Text passage:

* begin *

So fundamentally, we had 14,000 working and 6,000 people looking for jobs. And since I’ve been there, and since our team has really tackled this issue, we now have 17 people wildly engaged for every one person who’s not. And those are world-class levels.
So it’s been a wonderful story. I think it’s foundational for a high-performance company; you cannot expect to perform at a high level unless people are personally engaged. And they’re not going to be personally engaged unless they genuinely believe that you are personally engaged in trying to make their lives better.
Sarah Green: You have written on HBR.org about, I think, part of that, which is “declaring yourself.” What do you mean by that? And how does that impact engagement?
Doug Conant: I think we have to realize that people are not mind readers. They don’t know exactly what you’re thinking. I think you have to tell them. And sometimes we take that for granted, because we know so clearly what we’re doing, and why we’re doing it. But people are not mind readers. You have to tell them. And by declaring yourself and saying, OK, we’re gonna emphasize employee engagement. We’re committed to making this a place where you’re personally attracted to working—by declaring that, you also hold yourself accountable to it.
And so when you declare yourself, you raise the accountability and raise the expectations. That’s half of it. The other half is, you have to deliver.
So you’ve got to be very careful, because once you declare yourself, you have to deliver against that agenda.
Sarah Green: I want to also ask you about another specific part of this, which is a handwritten note. Because that’s something that you’ve become known for. What’s the power of that?
Doug Conant: Well, to frame the idea, I have a practice of writing 10 to 20 notes a day to employees in our company celebrating their successes. You see, in my line of work, I’ve been trained to find the busted number in the spreadsheet, and find all the things that are going wrong. And the entire culture is built to find things that are going wrong and fix them. My observation is that most cultures really don’t celebrate contributions of real significance like they can be celebrated.

* end *

Data supplied:
* begin *

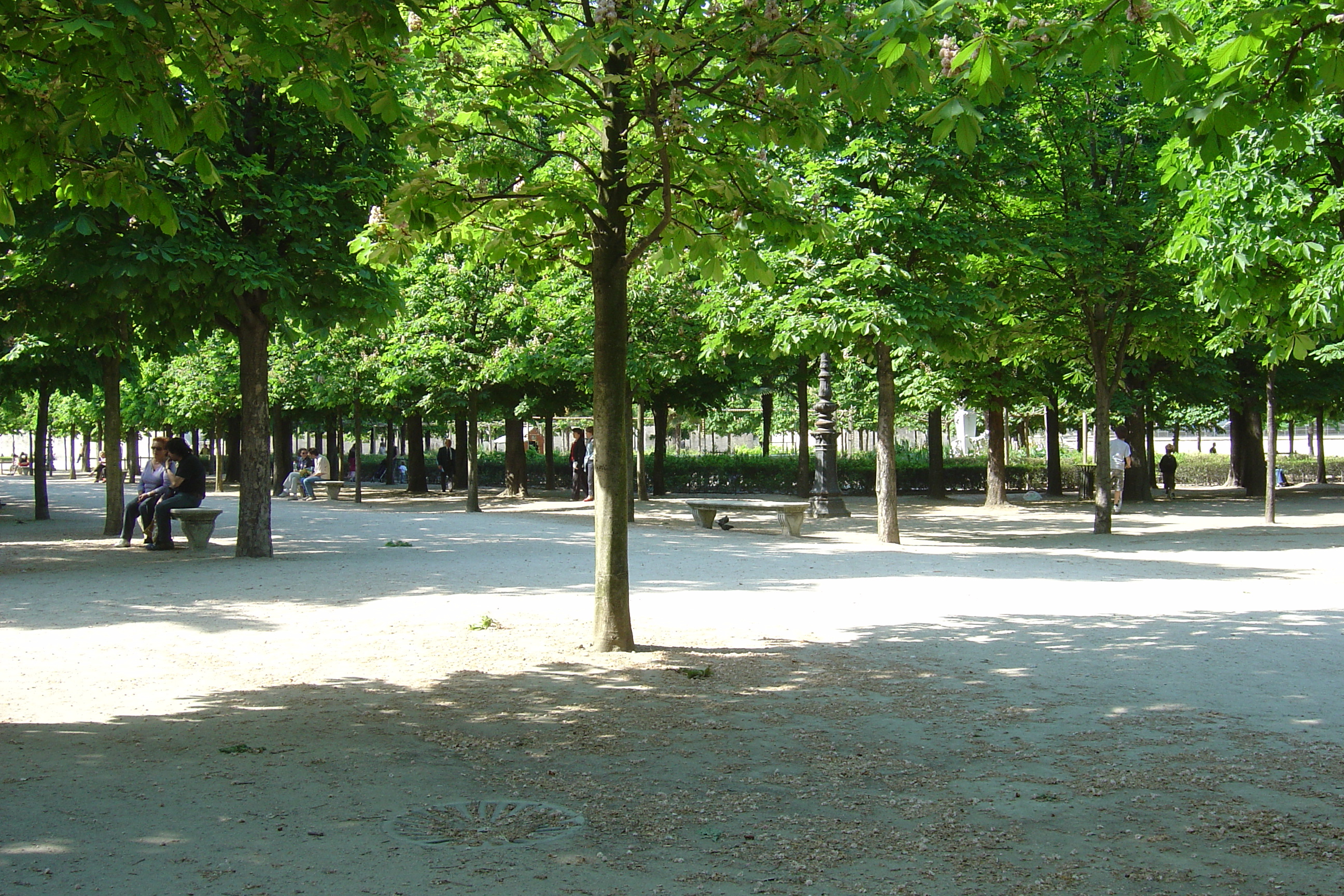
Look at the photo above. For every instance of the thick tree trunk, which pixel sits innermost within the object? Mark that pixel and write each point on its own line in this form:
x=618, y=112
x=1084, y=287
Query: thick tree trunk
x=766, y=422
x=660, y=446
x=889, y=524
x=416, y=479
x=1054, y=474
x=116, y=503
x=460, y=440
x=1272, y=425
x=802, y=398
x=41, y=501
x=996, y=481
x=1320, y=445
x=283, y=447
x=255, y=467
x=1136, y=476
x=550, y=453
x=473, y=471
x=515, y=458
x=934, y=438
x=234, y=451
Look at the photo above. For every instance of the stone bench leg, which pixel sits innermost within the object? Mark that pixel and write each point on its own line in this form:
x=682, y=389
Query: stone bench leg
x=198, y=533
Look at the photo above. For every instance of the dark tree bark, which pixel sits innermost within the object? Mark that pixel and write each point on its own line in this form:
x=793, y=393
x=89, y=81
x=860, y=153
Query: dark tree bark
x=41, y=501
x=996, y=481
x=1320, y=445
x=416, y=479
x=889, y=524
x=283, y=447
x=473, y=473
x=515, y=458
x=1136, y=477
x=255, y=467
x=116, y=506
x=550, y=453
x=233, y=451
x=460, y=440
x=1272, y=425
x=934, y=437
x=1054, y=474
x=660, y=447
x=766, y=422
x=802, y=397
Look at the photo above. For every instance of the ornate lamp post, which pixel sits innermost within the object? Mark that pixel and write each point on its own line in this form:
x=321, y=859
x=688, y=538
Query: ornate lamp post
x=825, y=484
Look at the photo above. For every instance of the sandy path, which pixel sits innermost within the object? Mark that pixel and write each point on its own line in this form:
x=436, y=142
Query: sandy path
x=1003, y=704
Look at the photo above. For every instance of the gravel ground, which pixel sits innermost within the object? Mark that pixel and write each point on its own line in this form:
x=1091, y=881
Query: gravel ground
x=1003, y=704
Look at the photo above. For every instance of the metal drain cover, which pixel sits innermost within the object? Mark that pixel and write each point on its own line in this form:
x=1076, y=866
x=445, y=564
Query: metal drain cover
x=486, y=822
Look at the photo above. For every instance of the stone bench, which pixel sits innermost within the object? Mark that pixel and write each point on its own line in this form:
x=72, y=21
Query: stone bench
x=789, y=512
x=198, y=524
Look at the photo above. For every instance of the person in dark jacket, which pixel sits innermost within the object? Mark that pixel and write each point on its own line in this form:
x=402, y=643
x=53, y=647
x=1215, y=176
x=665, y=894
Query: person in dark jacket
x=1168, y=467
x=578, y=452
x=445, y=464
x=189, y=491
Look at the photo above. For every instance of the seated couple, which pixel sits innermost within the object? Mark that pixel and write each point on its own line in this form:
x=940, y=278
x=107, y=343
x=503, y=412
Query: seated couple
x=312, y=468
x=173, y=479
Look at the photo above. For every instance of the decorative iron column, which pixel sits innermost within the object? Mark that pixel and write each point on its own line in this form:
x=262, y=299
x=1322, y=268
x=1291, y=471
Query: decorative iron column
x=825, y=483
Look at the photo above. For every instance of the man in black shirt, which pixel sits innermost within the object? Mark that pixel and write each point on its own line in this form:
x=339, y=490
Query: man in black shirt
x=445, y=464
x=189, y=485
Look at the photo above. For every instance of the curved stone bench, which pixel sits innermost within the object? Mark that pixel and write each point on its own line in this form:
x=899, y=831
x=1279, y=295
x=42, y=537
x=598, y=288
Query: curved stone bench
x=198, y=524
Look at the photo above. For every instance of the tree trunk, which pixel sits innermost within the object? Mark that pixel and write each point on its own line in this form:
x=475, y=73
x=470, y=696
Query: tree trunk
x=1320, y=444
x=1136, y=477
x=283, y=447
x=1272, y=425
x=233, y=449
x=460, y=440
x=660, y=446
x=515, y=458
x=255, y=464
x=996, y=483
x=889, y=524
x=416, y=480
x=766, y=422
x=41, y=501
x=802, y=397
x=550, y=453
x=1054, y=474
x=473, y=472
x=116, y=503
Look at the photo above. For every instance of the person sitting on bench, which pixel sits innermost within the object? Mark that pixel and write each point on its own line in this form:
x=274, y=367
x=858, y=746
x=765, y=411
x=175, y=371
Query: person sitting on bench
x=189, y=491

* end *

Exercise directions: Transcribe word for word the stretch of the interview excerpt from "Doug Conant: I" through "accountable to it.". The material comes from a separate source unrelated to the interview excerpt.

Answer for the task:
Doug Conant: I think we have to realize that people are not mind readers. They don’t know exactly what you’re thinking. I think you have to tell them. And sometimes we take that for granted, because we know so clearly what we’re doing, and why we’re doing it. But people are not mind readers. You have to tell them. And by declaring yourself and saying, OK, we’re gonna emphasize employee engagement. We’re committed to making this a place where you’re personally attracted to working—by declaring that, you also hold yourself accountable to it.